Pointing records
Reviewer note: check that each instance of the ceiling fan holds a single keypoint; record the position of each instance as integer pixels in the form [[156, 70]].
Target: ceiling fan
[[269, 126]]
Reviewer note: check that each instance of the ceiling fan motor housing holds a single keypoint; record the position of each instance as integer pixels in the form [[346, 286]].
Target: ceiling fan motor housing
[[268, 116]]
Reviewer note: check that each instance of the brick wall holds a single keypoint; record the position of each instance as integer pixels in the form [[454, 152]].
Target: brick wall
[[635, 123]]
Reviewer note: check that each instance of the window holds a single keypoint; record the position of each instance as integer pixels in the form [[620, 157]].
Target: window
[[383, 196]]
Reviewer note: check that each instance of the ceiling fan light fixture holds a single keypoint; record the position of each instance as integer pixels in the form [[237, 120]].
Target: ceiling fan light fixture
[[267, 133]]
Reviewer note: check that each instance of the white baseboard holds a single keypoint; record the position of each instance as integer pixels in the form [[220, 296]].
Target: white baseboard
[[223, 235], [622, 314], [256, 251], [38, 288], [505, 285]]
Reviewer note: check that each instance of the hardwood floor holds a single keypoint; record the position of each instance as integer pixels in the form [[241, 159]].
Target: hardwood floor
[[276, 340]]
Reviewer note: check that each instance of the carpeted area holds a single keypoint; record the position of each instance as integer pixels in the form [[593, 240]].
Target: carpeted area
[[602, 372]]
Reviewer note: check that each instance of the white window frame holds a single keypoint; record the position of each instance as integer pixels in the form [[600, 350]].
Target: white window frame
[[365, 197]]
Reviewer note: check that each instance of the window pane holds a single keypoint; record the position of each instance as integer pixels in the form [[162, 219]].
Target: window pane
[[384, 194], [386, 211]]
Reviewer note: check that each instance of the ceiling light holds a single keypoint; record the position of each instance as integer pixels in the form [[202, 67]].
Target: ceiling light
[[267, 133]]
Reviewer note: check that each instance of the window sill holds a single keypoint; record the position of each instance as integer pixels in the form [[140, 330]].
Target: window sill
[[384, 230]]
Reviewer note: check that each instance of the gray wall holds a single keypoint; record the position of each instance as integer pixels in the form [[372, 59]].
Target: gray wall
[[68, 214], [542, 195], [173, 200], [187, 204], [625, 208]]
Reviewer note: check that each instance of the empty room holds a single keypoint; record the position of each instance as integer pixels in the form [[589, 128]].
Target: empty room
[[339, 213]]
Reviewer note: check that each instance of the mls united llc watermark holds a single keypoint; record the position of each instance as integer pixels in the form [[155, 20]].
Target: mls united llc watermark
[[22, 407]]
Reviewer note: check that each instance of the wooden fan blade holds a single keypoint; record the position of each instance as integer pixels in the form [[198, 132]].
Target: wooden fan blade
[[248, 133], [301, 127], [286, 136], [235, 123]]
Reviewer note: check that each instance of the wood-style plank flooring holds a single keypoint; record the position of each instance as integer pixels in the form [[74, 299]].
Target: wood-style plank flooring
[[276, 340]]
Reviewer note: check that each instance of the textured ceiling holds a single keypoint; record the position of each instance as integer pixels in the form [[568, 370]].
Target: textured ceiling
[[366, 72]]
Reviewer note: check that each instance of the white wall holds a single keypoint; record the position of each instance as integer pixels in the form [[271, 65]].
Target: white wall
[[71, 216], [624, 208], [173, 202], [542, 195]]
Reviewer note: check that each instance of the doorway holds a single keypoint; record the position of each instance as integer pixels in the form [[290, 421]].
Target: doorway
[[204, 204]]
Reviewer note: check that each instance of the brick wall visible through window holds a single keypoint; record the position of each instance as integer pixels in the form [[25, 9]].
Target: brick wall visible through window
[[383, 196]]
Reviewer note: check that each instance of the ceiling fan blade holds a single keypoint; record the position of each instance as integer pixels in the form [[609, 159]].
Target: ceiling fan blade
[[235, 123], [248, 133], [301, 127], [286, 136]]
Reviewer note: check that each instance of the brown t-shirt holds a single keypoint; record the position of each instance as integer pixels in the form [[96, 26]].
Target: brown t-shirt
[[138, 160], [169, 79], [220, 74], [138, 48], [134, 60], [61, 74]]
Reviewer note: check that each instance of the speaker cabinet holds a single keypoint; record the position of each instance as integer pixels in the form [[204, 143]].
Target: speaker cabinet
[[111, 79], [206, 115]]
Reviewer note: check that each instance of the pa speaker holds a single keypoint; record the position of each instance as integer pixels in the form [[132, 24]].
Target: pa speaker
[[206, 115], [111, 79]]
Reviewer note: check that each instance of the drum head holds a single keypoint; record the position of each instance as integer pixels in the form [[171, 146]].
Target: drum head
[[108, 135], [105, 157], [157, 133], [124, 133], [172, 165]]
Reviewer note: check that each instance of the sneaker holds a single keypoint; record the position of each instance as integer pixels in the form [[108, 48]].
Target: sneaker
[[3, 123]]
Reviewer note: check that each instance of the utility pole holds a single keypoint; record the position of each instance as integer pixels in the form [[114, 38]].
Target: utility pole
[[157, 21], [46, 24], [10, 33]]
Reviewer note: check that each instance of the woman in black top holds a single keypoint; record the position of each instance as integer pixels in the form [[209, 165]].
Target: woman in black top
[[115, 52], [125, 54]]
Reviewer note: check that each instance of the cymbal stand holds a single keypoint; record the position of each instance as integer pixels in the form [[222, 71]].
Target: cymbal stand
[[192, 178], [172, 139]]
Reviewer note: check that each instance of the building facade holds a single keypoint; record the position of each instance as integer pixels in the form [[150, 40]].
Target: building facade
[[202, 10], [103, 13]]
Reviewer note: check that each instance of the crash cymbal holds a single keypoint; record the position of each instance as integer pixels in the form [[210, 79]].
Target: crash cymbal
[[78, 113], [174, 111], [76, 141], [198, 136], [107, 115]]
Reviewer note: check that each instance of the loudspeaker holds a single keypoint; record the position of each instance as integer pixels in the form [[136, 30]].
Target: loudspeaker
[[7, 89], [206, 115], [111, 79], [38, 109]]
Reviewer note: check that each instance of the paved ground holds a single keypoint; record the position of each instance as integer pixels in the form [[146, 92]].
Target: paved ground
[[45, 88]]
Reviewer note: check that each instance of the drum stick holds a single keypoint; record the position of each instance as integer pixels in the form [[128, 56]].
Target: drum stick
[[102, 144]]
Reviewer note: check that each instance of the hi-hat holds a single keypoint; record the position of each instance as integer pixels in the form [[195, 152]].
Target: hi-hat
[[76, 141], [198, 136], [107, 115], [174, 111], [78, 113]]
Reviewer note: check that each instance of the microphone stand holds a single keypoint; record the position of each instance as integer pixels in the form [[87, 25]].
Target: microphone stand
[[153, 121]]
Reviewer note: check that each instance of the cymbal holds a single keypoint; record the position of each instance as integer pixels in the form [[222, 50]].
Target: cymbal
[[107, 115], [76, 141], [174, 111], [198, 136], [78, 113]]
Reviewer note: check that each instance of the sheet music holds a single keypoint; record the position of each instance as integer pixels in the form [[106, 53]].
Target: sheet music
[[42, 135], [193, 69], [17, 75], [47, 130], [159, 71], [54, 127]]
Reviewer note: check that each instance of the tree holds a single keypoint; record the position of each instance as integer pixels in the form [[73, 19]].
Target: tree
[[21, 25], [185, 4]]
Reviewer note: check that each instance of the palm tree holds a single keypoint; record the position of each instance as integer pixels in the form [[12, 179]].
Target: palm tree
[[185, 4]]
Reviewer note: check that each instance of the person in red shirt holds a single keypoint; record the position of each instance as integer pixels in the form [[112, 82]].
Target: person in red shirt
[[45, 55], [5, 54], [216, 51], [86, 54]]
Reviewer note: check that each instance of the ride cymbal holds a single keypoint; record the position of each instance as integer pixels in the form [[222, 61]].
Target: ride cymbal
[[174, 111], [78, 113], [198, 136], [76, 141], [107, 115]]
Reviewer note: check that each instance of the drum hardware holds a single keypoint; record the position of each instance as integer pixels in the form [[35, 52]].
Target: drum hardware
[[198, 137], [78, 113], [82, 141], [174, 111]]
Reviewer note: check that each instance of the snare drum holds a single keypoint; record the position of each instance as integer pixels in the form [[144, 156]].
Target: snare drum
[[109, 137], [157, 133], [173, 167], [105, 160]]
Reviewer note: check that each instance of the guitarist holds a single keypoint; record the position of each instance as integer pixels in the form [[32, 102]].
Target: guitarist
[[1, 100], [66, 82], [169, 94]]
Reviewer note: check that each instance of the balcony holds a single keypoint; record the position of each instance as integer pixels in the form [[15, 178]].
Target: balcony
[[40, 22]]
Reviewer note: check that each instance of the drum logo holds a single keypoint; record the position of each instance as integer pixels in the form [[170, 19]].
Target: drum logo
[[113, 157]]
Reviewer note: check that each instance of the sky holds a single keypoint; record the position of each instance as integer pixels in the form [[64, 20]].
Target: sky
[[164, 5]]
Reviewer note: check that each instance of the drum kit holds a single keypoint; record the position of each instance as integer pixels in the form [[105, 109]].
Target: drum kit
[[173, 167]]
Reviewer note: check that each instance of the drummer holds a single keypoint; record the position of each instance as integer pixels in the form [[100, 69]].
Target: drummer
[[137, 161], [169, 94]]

REQUIREMENTS —
Repeat exactly the lines above, starting with the line that contains "Reviewer note: check that each instance of the person" and ending with the last line, both included, and nothing else.

ANSWER TO THE EXERCISE —
Reviewer note: check that each instance of the person in red shirt holds a single keypoint; record the position of each instance as integer pixels in the form [[112, 82]].
Target: person in red shirt
[[45, 55], [5, 54], [216, 51], [86, 54]]
Reviewer note: check that each instance of the ride cymbal holds a single keypoint; record the position of each instance as integer pixels in the form [[222, 61]].
Target: ride cymbal
[[174, 111], [78, 113], [198, 136], [76, 141], [107, 115]]
Reviewer note: check that each instance of the drum hardware holds a single keypoint; record the position of each instance as integer pixels in the form [[35, 52]].
Target: drum hardware
[[198, 137], [78, 113], [82, 141], [174, 111]]
Reviewer note: check that each instance of the snare drum holds a single keypoint; record the position of each instance as integer pixels in the form [[144, 156]].
Target: snare drum
[[109, 137], [157, 133], [173, 167], [105, 160]]
Reviewer note: check that each instance of the guitarist holds a single keypoint; record the position of each instance as integer pixels in the form [[32, 102]].
Target: guitarist
[[1, 100], [66, 82], [169, 94]]
Reviewer note: check that each instance of the balcony holds a single keypoint; record the position of each instance as integer pixels in the form [[15, 178]].
Target: balcony
[[40, 22]]
Reviewer note: check that each instance of the drum logo holds a single keypoint; record the position of each instance as integer pixels in the form [[170, 19]].
Target: drum logo
[[113, 157]]
Reviewer note: check that each instance of the sky holds a single keypoint; record the position of each instance as integer pixels in the form [[64, 20]].
Target: sky
[[164, 5]]
Reviewer note: check that each instance of the drum kit holds a single keypoint; record the position of each instance as integer pixels in the form [[105, 109]].
Target: drum kit
[[173, 167]]
Reviewer note: check that each instance of the drummer holds a single keypoint; record the position of each instance as integer pixels in the form [[100, 69]].
Target: drummer
[[137, 161], [169, 94]]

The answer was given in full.